EXERCISE INSTRUCTIONS:
Could you filter the data below down to the lines that hold the word "cargill"?

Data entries
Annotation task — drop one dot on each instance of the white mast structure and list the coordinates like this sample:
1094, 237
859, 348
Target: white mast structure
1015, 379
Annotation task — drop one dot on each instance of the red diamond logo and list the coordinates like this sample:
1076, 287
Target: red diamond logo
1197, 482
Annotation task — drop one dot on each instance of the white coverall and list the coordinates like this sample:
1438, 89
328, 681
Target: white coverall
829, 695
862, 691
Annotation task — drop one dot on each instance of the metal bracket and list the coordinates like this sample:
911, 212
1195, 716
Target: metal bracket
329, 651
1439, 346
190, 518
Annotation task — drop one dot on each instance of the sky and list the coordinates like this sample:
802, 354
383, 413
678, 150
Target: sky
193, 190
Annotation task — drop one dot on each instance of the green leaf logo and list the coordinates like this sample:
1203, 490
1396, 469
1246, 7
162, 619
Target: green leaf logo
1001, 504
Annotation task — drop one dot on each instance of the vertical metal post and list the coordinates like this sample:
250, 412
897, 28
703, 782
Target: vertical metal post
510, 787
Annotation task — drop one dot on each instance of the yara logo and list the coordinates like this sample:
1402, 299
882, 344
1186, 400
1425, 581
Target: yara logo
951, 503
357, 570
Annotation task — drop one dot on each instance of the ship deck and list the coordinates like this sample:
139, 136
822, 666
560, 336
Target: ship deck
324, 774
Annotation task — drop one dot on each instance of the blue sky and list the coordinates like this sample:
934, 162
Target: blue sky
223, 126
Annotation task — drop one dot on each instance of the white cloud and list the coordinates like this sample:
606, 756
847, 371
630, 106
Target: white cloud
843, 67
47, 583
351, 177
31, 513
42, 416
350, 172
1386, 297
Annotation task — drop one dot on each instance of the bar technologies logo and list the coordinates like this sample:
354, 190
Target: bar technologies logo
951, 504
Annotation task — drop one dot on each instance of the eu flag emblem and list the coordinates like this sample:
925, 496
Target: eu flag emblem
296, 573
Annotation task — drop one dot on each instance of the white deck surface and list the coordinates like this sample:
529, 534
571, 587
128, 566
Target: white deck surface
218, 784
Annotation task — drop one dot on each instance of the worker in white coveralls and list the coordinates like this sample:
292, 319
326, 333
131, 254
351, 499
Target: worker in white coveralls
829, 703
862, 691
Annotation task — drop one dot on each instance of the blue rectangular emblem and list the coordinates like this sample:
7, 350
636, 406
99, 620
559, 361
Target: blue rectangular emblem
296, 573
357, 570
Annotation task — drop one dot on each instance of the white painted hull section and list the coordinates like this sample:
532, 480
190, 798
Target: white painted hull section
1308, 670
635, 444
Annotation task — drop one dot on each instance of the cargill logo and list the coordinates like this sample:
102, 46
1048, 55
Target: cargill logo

FINAL ANSWER:
Annotation task — drop one dot on each instance of the cargill logo and list the coordinates like this sample:
Target: cargill logo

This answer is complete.